(Point-based annotation data)
● ● ● ● ●
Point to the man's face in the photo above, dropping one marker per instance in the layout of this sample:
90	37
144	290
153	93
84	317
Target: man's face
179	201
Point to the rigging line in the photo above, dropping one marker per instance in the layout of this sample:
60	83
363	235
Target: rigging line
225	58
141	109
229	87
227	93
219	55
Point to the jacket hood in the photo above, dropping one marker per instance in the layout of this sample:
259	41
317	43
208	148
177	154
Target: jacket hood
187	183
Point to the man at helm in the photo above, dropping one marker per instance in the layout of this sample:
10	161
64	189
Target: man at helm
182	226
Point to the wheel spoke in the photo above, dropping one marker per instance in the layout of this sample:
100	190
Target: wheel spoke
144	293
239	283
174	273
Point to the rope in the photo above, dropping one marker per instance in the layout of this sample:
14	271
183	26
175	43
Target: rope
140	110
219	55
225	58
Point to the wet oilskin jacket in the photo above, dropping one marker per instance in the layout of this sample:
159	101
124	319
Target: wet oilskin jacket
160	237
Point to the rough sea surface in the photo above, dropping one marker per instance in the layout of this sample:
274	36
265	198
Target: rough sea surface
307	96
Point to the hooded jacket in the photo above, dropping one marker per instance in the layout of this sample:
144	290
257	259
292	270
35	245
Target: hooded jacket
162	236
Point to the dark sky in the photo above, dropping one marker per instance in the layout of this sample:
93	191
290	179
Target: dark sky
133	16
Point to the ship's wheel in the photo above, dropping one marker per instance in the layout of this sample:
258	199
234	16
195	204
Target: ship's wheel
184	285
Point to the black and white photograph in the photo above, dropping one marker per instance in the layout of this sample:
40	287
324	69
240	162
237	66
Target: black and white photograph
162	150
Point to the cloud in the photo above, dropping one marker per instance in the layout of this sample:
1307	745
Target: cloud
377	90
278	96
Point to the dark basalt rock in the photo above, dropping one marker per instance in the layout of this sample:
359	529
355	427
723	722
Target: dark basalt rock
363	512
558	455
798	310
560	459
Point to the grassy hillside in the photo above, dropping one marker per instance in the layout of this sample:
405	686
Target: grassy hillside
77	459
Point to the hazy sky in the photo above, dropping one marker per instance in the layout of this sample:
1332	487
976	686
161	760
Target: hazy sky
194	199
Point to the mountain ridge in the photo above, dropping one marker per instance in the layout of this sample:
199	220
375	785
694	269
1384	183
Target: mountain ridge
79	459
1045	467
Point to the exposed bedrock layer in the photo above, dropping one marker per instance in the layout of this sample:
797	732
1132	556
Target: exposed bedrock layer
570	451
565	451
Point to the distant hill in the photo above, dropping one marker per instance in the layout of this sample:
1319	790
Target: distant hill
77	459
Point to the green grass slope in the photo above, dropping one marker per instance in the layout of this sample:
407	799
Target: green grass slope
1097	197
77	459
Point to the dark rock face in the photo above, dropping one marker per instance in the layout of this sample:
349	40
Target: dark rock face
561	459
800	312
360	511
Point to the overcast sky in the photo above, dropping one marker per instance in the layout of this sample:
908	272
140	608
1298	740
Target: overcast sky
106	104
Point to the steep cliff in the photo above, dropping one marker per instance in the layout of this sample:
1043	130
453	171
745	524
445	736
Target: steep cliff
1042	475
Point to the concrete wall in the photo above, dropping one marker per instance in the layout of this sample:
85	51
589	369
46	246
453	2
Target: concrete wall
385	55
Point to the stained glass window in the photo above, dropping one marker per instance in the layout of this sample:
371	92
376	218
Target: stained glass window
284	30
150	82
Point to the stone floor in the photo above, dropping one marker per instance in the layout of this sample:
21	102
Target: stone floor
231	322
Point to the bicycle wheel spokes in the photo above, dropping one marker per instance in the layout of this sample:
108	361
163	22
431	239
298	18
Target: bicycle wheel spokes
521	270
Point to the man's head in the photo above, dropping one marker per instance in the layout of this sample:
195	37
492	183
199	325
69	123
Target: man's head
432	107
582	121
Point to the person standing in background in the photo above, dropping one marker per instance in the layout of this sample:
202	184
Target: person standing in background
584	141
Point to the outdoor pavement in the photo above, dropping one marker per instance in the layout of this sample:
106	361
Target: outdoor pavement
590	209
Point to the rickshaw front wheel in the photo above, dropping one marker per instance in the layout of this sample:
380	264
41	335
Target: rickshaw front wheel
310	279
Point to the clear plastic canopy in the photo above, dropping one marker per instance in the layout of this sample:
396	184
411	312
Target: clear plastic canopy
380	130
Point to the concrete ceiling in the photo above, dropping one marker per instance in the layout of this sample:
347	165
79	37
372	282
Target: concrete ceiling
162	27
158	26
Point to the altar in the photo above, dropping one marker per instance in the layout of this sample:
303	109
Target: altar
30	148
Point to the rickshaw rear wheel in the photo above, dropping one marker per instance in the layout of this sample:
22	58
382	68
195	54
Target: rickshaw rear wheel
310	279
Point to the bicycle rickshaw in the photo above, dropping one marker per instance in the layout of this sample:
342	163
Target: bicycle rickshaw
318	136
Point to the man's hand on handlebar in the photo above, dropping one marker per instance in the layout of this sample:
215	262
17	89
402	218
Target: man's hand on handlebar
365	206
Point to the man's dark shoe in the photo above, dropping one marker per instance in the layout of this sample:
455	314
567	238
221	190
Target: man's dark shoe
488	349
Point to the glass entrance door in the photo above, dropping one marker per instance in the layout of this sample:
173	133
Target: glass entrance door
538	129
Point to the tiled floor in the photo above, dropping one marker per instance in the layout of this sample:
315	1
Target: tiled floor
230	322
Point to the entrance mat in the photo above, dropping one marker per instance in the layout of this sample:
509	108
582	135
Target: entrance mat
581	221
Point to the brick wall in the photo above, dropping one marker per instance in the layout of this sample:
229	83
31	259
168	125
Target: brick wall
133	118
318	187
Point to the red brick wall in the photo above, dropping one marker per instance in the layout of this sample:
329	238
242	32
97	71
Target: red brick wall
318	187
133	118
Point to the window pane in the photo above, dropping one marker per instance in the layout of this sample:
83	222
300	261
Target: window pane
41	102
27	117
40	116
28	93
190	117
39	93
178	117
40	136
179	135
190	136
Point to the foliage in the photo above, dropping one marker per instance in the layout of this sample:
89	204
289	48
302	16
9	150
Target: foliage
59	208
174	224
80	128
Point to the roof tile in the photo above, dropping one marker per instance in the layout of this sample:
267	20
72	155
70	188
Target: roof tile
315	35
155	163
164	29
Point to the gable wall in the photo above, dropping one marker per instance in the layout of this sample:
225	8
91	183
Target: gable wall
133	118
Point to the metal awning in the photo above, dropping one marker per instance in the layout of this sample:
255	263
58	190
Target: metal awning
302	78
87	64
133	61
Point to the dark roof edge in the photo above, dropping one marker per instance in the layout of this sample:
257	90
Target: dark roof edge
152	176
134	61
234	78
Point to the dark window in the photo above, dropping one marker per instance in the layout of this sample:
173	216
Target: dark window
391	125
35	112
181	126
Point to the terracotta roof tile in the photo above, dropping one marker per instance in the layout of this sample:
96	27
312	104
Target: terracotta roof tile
● ● ● ● ●
Transcribe each record exactly. Leave nothing out.

Point to the man's face in the photo above, dropping one marker per instance in the layout of this sample:
90	37
144	290
153	93
84	317
Target: man's face
179	201
Point to the rigging line in the photo above, dropping one marker per instance in the layout of this sample:
60	83
363	235
Target: rigging line
225	58
141	109
229	87
227	93
219	55
Point to the jacket hood in the photo above, dropping one marker per instance in the layout of this sample:
259	41
317	43
208	148
177	154
Target: jacket hood
187	183
Point to the man at helm in the photo above, dropping one marker per instance in the layout of this sample:
10	161
64	189
Target: man at helm
182	226
Point to the wheel spoke in the photo above, dropping one marker per instance in the layout of this sample:
100	190
Target: wheel spoke
144	293
239	283
174	273
Point to the rope in the photo above, dropping one marker per instance in the layout of this sample:
14	271
183	26
175	43
Target: rope
140	110
219	55
225	58
Point to the wet oilskin jacket in the photo above, dropping one marker per instance in the layout of this sample:
159	101
124	319
Target: wet oilskin jacket
160	237
Point to the rough sea surface in the photo above, dropping one marker per instance in the layout of this sample:
274	36
265	198
Target: rough sea surface
307	96
Point to the hooded jacket in the photo above, dropping one marker per instance in the layout of this sample:
144	290
257	259
292	270
35	245
Target: hooded jacket
162	236
Point to the dark sky in the photo above, dropping one marker per instance in the layout of this sample:
93	191
290	179
Target: dark sky
133	16
Point to the ship's wheel in the photo above, dropping one marker per instance in the layout of this sample:
258	199
234	16
195	204
Target: ship's wheel
184	285
Point to the black and white photograph in the photo above, dropping one marker per instance in the layout of this sample:
40	287
324	69
240	162
237	66
Target: black and white photograph
162	150
Point to the cloud in the photo above, dropping one marker per instance in the layout of this sample:
1307	745
Target: cloud
377	90
278	96
Point to the dark basalt rock in the photo above, dropping one marker per instance in the layout of this sample:
359	529
355	427
723	722
Target: dark basalt rock
363	512
558	455
798	310
560	459
Point to the grassy hillside in the photo above, dropping one marker per instance in the layout of this sample:
405	686
Target: grassy hillside
77	459
Point to the hazy sky in the photo above, dropping one marker per instance in the layout of this sample:
1332	487
976	686
161	760
Target: hazy sky
194	199
Point to the mountain ridge in the photo above, dropping one marker per instance in the layout of this sample:
199	220
375	785
694	269
1384	183
Target: mountain ridge
79	459
1045	467
Point to the exposed bedrock layer in the photo above, dropping one marker per instance in the layout of this sample:
797	732
1132	556
Target: exposed bedrock layer
570	451
565	451
Point to the distant hill in the photo above, dropping one marker per instance in the layout of this sample:
1319	790
Target: distant hill
77	459
Point to the green grass slope in the photo above, dropping one marker per instance in the layout of this sample:
407	799
Target: green grass slope
1097	197
77	459
Point to the dark rock face in the photo above, dropping one marker per instance in the layout of this sample:
349	40
Target: dark rock face
561	459
800	312
360	511
Point to the overcast sky in the photo above, dropping one marker per instance in the layout of this sample:
908	272
140	608
1298	740
Target: overcast sky
106	104
Point to the steep cliff in the photo above, dropping one marker per instance in the layout of this sample:
1043	130
453	171
745	524
445	736
Target: steep cliff
1042	475
Point to the concrete wall in the photo above, dropping one marker per instance in the layout of this sample:
85	51
589	369
46	246
453	2
Target: concrete wall
385	55
Point to the stained glass window in the photo above, dropping one marker per instance in the layout of this sample:
371	92
376	218
Target: stained glass window
284	30
150	82
Point to the stone floor in the photo above, dropping one marker per instance in the layout of this sample:
21	102
Target: stone floor
231	322
Point to the bicycle wheel spokes in the photo above, dropping one marker per instance in the layout of this sample:
108	361
163	22
431	239
298	18
Target: bicycle wheel spokes
521	270
Point to the man's head in the photo above, dropping one marker per instance in the layout of this sample:
195	37
492	183
199	325
69	123
Target: man's head
432	107
582	121
Point to the person standing in background in the photo above, dropping one marker per instance in the layout of this sample:
202	184
Target: person standing in background
584	141
Point to the outdoor pavement in the photo above, dropping one marker per instance in the layout of this sample:
106	361
Target: outdoor pavement
590	209
Point to the rickshaw front wheel in the photo above, dropping one marker per instance in the layout of this sample:
380	264
41	335
Target: rickshaw front wheel
310	279
Point to the clear plastic canopy in the photo above, dropping one marker per instance in the layout of this sample:
396	184
411	312
Target: clear plastic canopy
380	130
Point to the concrete ceiling in the photo above, dropping one marker per instance in the layout of this sample:
347	165
79	37
372	282
Target: concrete ceiling
162	27
158	26
Point to the altar in the photo above, dropping one marker per instance in the layout of this sample:
303	109
Target: altar
30	148
Point to the rickshaw rear wheel in the photo above, dropping one marker per instance in the layout of this sample:
22	58
382	68
195	54
Target: rickshaw rear wheel
310	279
Point to the bicycle rickshaw in the photo above, dropping one marker per instance in the layout of this sample:
342	163
Target: bicycle rickshaw
318	136
Point to the man's hand on handlebar in the photo above, dropping one marker per instance in the layout of this sample:
215	262
17	89
402	218
Target: man's hand on handlebar
365	206
Point to the man's dark shoe in the photo above, dropping one marker per instance in the layout of this sample:
455	314
567	238
221	190
Target: man's dark shoe
488	349
Point to the glass entrance door in the photo above, dropping one marker per instance in the layout of this sample:
173	133
Target: glass entrance door
538	129
Point to the tiled floor in the photo above, dropping one marker per instance in the layout of this sample:
315	1
Target: tiled floor
230	322
Point to the entrance mat in the photo above, dropping one marker per instance in the layout of this sample:
509	108
582	135
Target: entrance mat
581	221
Point to the brick wall in the photo above, dropping one marker per instance in the layout of this sample:
229	83
31	259
168	125
Target: brick wall
133	118
318	187
Point to the red brick wall in the photo above, dropping one marker per instance in the layout of this sample:
329	238
242	32
97	71
Target: red brick wall
318	187
133	118
Point to the window pane in the photo above, dropping one marker per instance in the layout of this sample:
83	222
300	261
Target: window pane
41	102
27	117
40	116
28	93
190	117
39	93
178	117
40	136
179	135
190	136
Point to the foliage in the photo above, dropping one marker per instance in the layout of this sample:
89	204
289	48
302	16
9	150
Target: foliage
59	208
174	224
80	128
Point to the roof tile in the photo above, dropping one marker per instance in the layout of this sample:
267	20
72	155
70	188
Target: roof tile
315	35
155	163
164	29
Point to the gable wall in the photo above, dropping one marker per instance in the layout of this sample:
225	8
91	183
Target: gable wall
133	118
Point to the metal awning in the photo above, dropping one marker per instance in the layout of this sample:
255	263
58	190
Target: metal awning
302	78
87	64
133	61
Point to the dark roof edge in the photo above, dropping one marker per instance in the layout of this sample:
257	90
Target: dark roof edge
152	176
134	61
234	78
Point to the dark window in the photo above, dropping one marker per instance in the layout of this sample:
173	216
Target: dark window
391	125
35	112
181	126
Point to the terracotta roof tile in the photo above, dropping one marker per instance in the layout of this sample:
96	27
312	104
Target: terracotta roof tile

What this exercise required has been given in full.